** Provided data follows **

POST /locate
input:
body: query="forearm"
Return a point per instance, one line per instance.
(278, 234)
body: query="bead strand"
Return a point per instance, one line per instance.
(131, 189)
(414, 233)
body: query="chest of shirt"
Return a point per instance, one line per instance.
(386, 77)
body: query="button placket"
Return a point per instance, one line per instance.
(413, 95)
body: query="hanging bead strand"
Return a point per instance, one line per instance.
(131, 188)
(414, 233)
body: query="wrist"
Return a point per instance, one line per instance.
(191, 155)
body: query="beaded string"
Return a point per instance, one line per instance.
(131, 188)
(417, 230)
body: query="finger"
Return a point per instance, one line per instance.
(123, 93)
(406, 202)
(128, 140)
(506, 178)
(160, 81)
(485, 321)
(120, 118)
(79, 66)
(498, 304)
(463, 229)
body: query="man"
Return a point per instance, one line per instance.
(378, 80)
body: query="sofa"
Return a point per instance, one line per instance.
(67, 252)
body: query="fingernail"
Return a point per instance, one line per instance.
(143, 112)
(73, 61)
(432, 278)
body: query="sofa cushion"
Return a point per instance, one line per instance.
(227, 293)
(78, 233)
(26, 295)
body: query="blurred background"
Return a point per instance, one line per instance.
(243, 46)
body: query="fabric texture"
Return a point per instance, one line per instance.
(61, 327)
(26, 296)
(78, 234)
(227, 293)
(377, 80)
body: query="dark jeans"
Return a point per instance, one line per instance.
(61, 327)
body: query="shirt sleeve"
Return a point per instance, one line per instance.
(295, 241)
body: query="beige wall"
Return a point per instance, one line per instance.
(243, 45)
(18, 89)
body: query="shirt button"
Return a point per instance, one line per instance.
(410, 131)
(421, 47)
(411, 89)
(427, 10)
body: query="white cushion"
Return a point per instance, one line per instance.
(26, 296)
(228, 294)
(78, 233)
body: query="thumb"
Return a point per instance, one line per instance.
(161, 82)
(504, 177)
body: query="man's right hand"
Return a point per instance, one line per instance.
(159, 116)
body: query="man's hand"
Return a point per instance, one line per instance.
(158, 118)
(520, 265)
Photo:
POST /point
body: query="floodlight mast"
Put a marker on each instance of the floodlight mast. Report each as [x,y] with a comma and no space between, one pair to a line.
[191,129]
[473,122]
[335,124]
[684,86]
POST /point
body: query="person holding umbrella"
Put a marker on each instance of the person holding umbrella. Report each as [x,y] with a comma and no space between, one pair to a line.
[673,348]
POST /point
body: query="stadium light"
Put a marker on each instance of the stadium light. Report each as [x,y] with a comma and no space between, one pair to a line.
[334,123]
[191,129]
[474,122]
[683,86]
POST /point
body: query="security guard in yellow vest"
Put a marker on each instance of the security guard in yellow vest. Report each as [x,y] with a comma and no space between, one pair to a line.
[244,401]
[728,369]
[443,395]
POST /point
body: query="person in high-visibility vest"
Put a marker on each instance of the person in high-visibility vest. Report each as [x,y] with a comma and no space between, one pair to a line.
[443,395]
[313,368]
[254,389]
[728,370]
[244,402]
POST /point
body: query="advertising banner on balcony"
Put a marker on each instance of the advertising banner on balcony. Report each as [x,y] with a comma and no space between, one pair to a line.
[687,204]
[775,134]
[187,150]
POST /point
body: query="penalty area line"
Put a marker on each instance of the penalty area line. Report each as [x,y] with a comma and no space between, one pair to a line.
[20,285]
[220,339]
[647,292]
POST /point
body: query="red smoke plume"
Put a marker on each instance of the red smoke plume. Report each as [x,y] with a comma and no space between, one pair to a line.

** End of Provided data **

__What you should do__
Each line above that includes the word "smoke" is to be copied.

__Your solution__
body: query="red smoke plume"
Put a marker on each instance of the red smoke plume. Report each as [x,y] with a comma and no space between, one pair to a line.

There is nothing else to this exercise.